● Description of the task
I would like every entry below written out exactly.

[Point-per-instance localization data]
::::::

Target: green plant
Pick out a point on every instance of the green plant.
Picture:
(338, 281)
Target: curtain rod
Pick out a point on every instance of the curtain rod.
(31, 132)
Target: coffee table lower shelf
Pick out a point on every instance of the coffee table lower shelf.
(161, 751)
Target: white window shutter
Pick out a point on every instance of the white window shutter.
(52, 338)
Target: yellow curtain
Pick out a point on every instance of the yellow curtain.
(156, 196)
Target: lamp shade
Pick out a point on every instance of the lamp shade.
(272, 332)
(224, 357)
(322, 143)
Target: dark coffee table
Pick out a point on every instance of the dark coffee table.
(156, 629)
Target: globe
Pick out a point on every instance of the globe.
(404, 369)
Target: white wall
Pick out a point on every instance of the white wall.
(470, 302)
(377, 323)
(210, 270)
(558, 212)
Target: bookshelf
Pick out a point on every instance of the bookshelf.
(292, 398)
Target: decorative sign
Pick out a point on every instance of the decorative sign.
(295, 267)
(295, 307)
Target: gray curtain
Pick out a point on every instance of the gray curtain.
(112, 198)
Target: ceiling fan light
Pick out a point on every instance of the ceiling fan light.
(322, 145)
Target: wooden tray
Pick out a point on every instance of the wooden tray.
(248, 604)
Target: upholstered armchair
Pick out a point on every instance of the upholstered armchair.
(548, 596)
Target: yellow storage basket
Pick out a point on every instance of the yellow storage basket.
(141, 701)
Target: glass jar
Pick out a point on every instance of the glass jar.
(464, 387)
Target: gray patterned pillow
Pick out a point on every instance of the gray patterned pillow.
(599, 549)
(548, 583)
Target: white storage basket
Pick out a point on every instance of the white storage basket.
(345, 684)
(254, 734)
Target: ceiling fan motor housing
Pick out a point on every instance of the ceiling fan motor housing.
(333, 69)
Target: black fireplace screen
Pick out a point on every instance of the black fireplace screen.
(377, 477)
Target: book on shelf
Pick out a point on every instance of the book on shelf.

::::::

● Task result
Target: green plant
Pick out a point on every instance of the green plant.
Picture:
(338, 281)
Target: curtain rod
Pick out a point on every instance of the curtain rod.
(31, 132)
Target: coffee table lower shelf
Pick out a point on every instance of the coffee table lower shelf.
(161, 751)
Target: white window shutter
Pick out a point on every instance of the white window shutter.
(52, 338)
Target: yellow curtain
Pick out a point on every instance of the yellow curtain.
(156, 196)
Target: lamp shade
Pick out a point on every instance of the lamp shade.
(272, 332)
(224, 357)
(322, 143)
Target: dark coffee table
Pick out a point on every instance of the dark coffee table.
(156, 629)
Target: globe
Pick out a point on every instance of the globe.
(404, 369)
Target: white wall
Pick out a point on every instance of the white wall.
(470, 302)
(377, 323)
(210, 270)
(558, 212)
Target: bookshelf
Pick out a point on every instance of the bookshelf.
(292, 398)
Target: decorative sign
Pick out a point on every instance of the decorative sign.
(295, 267)
(295, 307)
Target: gray curtain
Pick out a point on every instance of the gray curtain.
(112, 198)
Target: ceiling fan light
Pick out a point on every instance of the ceiling fan light.
(322, 145)
Target: wooden tray
Pick out a point on every instance of the wooden tray.
(248, 604)
Target: upholstered armchair
Pick out a point on every instance of the upholstered armchair.
(548, 596)
Target: yellow storage basket
Pick out a point on every instance of the yellow storage basket.
(141, 701)
Target: glass jar
Pick out a point on every instance of the glass jar.
(464, 387)
Target: gray patterned pillow
Pick out a point on every instance of the gray patterned pillow.
(599, 549)
(548, 583)
Target: white storage basket
Pick out a point on every instance of the white storage basket.
(345, 684)
(254, 734)
Target: ceiling fan motor housing
Pick out a point on every instance of the ceiling fan motor housing.
(333, 69)
Target: black fireplace screen
Pick out a point on every instance of the black fireplace screen.
(377, 477)
Target: book on shelf
Pick out a point on every instance of the book on shelf.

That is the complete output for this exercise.